**Provided passage**:
● ● ● ● ●

## Problem Statement


In the world of supply chain management, accurately predicting future demand and optimizing inventory levels are critical for efficient operations and customer satisfaction.

The provided dataset contains historical data related to a specific product (Product_ID: P1) over a period of time. The data includes information on the date, product demand, and current inventory levels. This dataset serves as the foundation for analyzing demand forecasting and inventory optimization techniques.

## Process Overview:
1. Preprocess the dataset.
2. Analyze demand and inventory trends.
3. est for stationarity (ADF Test).
4. Model demand using SARIMAX and forecast.
5. Optimize inventory with Newsvendor formula and reorder point.
6. Calculate safety stock and total cost.
7. Develop inventory management strategy.



## Data:

The dataset contains daily information for a product's demand and inventory levels. Below is a brief overview of the columns:

Date: The date corresponding to the entry.
Product_ID: The unique identifier for the product (e.g., P1).
Demand: The number of units demanded on that particular date.
Inventory: The number of units available in stock on that date.

**Data Source**: [demand_forecasting](<../../OneDrive/Documents/Project 365/Python/Datasets/demand_inventory.csv>)












## Table of Contents:

1.	Importing necessary libraries and load the dataset.
2.	Preprocessing the dataset by removing unnecessary columns.
3.	Visualizing demand and inventory over time.
4.	Performing stationarity test (ADF Test).
5.	Difference the demand data to make it stationary.
6.	Plot ACF and PACF for ARIMA/SARIMA parameter selection.
7.	Fit SARIMAX model and forecast demand.
8.	Creating future demand predictions for the next 10 days.
9.	Calculating optimal order quantity using the Newsvendor formula.
10.	Computing reorder point considering lead time and variability.
11.	Determine safety stock to account for demand uncertainty.
12.	Calculating total cost (holding cost + stockout cost).
13.	Conclusion


In [None]:
!pip install plotly

In [None]:
import numpy as np 
import pandas as pd 
import matplotlib.pyplot as plt 
%matplotlib inline
import statsmodels.api as sm 
from statsmodels.graphics.tsaplots import plot_acf, plot_pacf
from statsmodels.tsa.statespace.sarimax import SARIMAX


In [None]:
df = pd.read_csv(r'C:\Users\ajayk\Downloads\Demand-Forecasting-and-Inventory-Optimization\demand_inventory.csv')

In [None]:
df = df.drop(columns=['Unnamed: 0'])

VISUALIZATION 

In [None]:
plt.figure(figsize=(16,5))
plt.plot(df['Date'],df['Demand'],color='green', marker='o', linestyle='dashed')
plt.xlabel('Date')
plt.ylabel('Demand')

● ● ● ● ●

**Description of the task**:
Answer these questions from the demand forecasting text above, one per line:
1. What Product_ID does the dataset cover?
2. Which model is fit to forecast demand?
3. Which two costs make up the total cost?

● ● ● ● ●

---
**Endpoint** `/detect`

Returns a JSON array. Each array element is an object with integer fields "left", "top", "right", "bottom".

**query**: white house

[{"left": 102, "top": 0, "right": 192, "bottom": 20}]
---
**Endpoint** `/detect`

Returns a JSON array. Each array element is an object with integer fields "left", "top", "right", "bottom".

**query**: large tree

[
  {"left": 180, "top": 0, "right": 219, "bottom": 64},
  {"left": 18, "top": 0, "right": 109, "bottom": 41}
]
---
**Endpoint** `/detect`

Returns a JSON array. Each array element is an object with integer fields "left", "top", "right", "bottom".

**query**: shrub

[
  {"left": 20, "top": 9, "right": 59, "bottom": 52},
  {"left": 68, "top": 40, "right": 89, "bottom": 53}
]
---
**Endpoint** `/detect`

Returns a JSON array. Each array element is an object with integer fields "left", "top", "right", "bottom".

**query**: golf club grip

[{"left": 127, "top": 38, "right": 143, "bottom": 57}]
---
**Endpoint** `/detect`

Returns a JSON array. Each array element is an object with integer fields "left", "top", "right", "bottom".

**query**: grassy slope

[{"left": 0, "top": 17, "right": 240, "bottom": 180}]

● ● ● ● ●

**Worked solution**:
1. P1
2. SARIMAX
3. Holding cost and stockout cost